Exercices:
#1 Répondez à ces questions d'après le texte sur la chaudière à copeaux :
(a) À quelle température la chaudière chauffe-t-elle le fluide caloporteur ?
(b) Quel prix paie-t-on le prestataire pour broyer les branchages ?
(c) Quelles sont la largeur et la hauteur du tas de copeaux ?
#2 Prolongez le texte sur la chaudière à copeaux des frères Gamet à partir de sa dernière phrase.

Texte du document:
################

Les aérothermes des tours de séchage.

Une fois installée, la chaudière fonctionne toute seule. Il suffit de la démarrer et c'est parti ! Alimentée automatiquement en copeaux, la machine chauffe un fluide caloporteur à 70 °C, qui est envoyé dans le réseau de chaleur, lui-même protégé par 10 cm d'isolant : il y a donc peu de perte de chaleur dans le réseau. Le problème se situe en sortie, au niveau du hangar, ouvert à tout vent, où se situent les aérothermes des tours de séchage. « Lorsque nous avons placé un thermomètre au niveau des ventilos, la température était tombée à 40 °C : nous avions perdu 60 % de la chaleur de départ. » Avant la prochaine campagne, les frères Gamet vont donc améliorer leur installation en construisant un caisson en bois autour des aérothermes pour contenir l'air chaud et l'assainir avant de le renvoyer dans les tours de séchage.

Pas de copeaux humides

Si les nuciculteurs se disent satisfaits du système et des économies substantielles qu'il leur permettra de réaliser à l'avenir, ils soulèvent certains points de vigilance. Le premier a trait à la quantité de bois sec disponible : « La chaudière peut tout avaler, mais il faut faire attention à l'humidité du combustible. » Comme les Gamet avaient pas mal de bois d'avance, ils n'ont pas eu de problème au cours de leur première campagne de séchage. « Celui qui n'a pas de stock prend un mauvais départ, prévient Olivier. Il ne faut pas vider les copeaux humides, à peine broyés, dans la chaudière. Ça colle à la vis et on risque les mauvaises surprises. » Les constructeurs préconisent d'aménager une aire de stockage pour faire sécher le bois déchiqueté pendant six mois à un an avant de l'utiliser. Chez les Gamet, c'est un prestataire qui vient pour broyer les branchages au bord des vergers (5 euros HT le m3 de copeaux). Le bois déchiqueté est ensuite entreposé dans l'ancien séchoir à tabac, consolidé pour l'occasion : «  Attention, quand on entasse d'aussi grandes quantités avec un chargeur ou un tracteur, ça pousse », préviennent les nuciculteurs. Le tas, qui fait 9 mètres de large sur 4,5 de haut, exerce une importante pression sur la structure. « Les poteaux ont beau être ancrés dans le béton, ils ne sont en effet plus aussi droits qu'avant... », sourit Olivier qui poursuit : « Durant les semaines qui suivent, le tas de copeaux se met à chauffer et à fumer. Il ne faut pas avoir peur que ça prenne feu : c'est de la vapeur... »

################

Entrées pour l'annotation de cadres de délimitation
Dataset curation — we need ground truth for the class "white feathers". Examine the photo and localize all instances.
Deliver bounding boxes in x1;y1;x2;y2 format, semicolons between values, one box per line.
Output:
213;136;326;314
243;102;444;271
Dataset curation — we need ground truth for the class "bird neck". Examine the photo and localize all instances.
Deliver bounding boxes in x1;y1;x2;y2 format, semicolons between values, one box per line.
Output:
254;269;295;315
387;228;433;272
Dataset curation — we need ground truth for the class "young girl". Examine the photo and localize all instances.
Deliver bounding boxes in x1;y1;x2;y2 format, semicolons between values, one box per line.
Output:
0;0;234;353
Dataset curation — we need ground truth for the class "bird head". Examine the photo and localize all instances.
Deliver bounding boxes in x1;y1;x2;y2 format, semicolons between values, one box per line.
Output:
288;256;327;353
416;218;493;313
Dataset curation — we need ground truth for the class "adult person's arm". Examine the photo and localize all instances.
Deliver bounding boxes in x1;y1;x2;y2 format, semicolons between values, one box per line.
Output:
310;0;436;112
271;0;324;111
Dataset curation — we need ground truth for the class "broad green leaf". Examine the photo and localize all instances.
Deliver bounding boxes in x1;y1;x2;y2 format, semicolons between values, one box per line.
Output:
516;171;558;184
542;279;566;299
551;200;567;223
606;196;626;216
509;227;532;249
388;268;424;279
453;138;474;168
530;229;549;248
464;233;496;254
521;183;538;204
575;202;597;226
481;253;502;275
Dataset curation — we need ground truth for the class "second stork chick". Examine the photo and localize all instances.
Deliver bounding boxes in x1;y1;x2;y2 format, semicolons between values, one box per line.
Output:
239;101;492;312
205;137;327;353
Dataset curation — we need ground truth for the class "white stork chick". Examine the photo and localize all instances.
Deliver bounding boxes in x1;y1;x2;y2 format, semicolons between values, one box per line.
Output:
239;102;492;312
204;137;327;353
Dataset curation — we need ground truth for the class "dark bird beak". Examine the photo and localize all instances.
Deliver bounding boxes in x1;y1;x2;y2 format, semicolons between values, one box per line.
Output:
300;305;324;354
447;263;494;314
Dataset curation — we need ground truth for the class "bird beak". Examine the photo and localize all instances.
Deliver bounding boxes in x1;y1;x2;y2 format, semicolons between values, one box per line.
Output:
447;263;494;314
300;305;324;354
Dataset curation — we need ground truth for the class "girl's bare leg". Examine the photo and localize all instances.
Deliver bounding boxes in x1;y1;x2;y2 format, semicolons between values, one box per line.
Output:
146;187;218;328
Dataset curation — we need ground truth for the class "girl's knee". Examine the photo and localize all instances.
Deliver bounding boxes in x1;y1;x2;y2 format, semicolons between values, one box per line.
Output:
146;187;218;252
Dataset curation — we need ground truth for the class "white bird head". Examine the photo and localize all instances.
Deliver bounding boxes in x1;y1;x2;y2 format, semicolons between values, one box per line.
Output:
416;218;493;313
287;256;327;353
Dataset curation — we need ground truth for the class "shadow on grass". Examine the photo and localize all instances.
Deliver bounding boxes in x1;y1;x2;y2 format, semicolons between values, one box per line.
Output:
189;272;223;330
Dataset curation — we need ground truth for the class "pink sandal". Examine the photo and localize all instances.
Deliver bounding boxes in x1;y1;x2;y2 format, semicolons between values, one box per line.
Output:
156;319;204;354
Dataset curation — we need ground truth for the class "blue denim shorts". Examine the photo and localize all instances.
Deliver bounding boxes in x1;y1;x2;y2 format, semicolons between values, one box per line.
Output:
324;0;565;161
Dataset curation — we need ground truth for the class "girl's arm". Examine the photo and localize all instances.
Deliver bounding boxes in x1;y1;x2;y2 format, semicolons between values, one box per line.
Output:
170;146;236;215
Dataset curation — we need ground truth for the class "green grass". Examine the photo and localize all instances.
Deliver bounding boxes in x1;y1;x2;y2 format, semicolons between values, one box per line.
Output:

################

Corrigé:
#1
(a) À 70 °C.
(b) 5 euros HT le m3 de copeaux.
(c) 9 mètres de large sur 4,5 mètres de haut.

#2
Les copeaux broyés sont stockés dans le silo de l'exploitation.

Enfin, les nuciculteurs recommandent de veiller à la taille du broyat. En effet, les copeaux stockés dans le silo sont brassés par deux pales qui les dirigent sur la vis sans fin alimentant la chaudière en combustible. « Attention à la dimension des copeaux, conseille Olivier Gamet. Si un morceau est trop gros, ça bloque à la sortie, au niveau de l'écluse. Un couteau essaie de recouper le morceau. S'il n'y parvient pas, ça bloque tout et la chaudière se met en veille. Il faut alors intervenir et décoincer le morceau en accédant par la trappe de visite. » Pour le reste, ça fonctionne tout seul...

 

Marianne Boilève
Pour mémoire, 10 000 KWh équivalent à
- 1 000 litres de fioul
- 780 kg de propane
- 880 m3 de gaz naturel
- 10 m3 de plaquettes (2,5 tonnes)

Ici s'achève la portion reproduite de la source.